▶ [What you have to do]:
Recast the stretch of the records from the line containing "task | place a point on the black window" through the line containing "x=570, y=130" as a numbered list, one line per item, with blank lines dropped.

========================================================================

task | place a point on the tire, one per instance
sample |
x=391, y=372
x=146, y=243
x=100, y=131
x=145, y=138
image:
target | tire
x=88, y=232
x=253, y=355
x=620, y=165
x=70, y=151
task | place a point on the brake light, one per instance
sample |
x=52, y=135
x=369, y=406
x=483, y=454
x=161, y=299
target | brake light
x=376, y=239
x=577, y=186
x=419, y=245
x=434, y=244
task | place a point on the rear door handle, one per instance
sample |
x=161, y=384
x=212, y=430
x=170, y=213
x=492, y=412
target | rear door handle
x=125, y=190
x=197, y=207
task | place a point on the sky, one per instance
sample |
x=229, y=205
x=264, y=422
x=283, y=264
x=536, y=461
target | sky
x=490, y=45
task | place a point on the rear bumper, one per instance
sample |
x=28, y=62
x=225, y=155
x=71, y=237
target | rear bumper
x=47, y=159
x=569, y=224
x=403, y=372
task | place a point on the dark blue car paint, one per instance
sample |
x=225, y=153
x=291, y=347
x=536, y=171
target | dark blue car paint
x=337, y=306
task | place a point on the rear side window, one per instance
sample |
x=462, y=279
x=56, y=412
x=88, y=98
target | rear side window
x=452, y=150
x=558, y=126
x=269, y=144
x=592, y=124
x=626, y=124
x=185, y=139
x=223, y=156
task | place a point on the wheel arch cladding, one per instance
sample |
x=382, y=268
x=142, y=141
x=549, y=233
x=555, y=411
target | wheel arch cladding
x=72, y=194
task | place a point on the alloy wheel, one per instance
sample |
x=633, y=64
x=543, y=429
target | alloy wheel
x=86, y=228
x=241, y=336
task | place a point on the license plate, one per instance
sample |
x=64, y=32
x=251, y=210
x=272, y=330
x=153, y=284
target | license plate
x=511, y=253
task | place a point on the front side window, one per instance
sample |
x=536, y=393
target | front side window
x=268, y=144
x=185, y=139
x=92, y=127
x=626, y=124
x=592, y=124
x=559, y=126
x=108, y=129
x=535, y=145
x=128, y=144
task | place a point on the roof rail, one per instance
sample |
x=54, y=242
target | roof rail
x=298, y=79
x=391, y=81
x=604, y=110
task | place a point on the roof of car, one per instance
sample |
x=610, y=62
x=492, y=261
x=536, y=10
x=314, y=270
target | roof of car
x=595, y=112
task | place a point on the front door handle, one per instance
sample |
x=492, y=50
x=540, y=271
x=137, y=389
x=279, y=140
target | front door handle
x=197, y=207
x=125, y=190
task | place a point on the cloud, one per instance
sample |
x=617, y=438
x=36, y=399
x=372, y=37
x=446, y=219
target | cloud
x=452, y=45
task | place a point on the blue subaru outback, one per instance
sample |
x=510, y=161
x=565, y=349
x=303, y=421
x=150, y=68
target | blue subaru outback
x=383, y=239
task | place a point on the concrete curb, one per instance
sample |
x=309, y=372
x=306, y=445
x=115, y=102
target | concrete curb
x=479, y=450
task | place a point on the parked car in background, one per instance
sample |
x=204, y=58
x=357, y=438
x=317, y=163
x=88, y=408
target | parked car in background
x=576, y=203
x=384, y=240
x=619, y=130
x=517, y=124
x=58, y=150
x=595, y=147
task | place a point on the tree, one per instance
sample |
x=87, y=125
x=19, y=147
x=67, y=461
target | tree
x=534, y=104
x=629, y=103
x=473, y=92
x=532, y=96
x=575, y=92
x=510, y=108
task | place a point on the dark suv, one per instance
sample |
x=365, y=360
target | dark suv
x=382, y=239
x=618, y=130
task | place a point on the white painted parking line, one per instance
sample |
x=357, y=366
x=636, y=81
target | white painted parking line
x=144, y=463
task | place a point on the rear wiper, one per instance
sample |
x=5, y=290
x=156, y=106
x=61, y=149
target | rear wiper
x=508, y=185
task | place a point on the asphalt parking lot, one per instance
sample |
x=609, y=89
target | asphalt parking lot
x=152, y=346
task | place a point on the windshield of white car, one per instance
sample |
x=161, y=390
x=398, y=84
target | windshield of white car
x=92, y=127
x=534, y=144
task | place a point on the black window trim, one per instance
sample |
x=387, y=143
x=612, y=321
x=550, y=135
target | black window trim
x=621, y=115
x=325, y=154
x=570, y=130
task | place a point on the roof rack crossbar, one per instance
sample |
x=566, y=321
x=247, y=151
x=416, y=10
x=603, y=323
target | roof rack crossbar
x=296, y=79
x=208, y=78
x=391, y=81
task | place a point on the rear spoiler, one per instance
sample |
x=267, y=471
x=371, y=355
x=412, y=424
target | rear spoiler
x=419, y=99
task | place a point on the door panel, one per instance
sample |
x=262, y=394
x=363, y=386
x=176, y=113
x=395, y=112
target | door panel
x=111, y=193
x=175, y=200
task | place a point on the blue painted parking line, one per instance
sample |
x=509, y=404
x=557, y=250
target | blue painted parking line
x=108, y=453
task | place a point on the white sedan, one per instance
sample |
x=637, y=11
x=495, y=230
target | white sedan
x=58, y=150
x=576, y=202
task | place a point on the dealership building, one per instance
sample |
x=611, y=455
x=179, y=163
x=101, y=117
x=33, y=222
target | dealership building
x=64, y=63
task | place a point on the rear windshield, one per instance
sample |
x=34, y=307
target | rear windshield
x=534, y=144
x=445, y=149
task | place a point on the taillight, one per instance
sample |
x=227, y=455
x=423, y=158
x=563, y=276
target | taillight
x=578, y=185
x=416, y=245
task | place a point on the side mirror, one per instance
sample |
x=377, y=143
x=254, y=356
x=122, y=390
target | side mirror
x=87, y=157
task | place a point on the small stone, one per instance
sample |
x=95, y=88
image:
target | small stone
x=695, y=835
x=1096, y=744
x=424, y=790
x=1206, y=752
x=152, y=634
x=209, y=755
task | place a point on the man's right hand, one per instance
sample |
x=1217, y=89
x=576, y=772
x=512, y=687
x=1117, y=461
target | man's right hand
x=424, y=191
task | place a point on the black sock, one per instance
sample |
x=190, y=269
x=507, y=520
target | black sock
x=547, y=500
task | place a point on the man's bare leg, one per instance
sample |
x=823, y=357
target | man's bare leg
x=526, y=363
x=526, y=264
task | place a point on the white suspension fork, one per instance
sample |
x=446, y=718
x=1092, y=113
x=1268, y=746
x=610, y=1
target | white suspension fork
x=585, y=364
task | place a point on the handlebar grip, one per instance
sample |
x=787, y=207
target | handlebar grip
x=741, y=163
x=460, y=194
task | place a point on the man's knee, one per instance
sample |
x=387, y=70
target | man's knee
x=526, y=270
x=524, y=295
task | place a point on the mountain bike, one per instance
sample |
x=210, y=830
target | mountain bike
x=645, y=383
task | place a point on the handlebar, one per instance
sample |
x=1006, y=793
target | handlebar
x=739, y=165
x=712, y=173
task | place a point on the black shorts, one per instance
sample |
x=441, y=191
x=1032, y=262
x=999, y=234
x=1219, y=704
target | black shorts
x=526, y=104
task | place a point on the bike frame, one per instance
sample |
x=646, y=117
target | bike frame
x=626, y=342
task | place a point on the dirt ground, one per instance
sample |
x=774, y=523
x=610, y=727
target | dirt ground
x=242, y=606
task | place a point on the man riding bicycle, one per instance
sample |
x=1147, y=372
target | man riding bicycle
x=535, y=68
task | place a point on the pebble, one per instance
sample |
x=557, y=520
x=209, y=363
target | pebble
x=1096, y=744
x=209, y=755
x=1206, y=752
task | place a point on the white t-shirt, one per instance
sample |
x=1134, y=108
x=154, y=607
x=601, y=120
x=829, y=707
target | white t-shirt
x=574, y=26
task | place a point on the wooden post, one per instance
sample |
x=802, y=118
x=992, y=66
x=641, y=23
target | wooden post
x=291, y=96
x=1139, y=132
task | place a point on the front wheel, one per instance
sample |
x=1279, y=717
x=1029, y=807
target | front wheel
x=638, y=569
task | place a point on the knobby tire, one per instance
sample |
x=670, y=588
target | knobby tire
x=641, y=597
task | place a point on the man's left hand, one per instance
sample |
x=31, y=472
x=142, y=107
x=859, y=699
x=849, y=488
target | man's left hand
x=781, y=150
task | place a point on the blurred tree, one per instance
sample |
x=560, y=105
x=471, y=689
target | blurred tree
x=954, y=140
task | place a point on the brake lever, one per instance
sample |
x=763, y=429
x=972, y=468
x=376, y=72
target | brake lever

========================================================================

▶ [The completed task]:
1. task | place a point on the black window trim, one per instance
2. sample |
3. x=387, y=143
4. x=612, y=321
5. x=550, y=135
6. target | black window trim
7. x=621, y=115
8. x=325, y=154
9. x=570, y=130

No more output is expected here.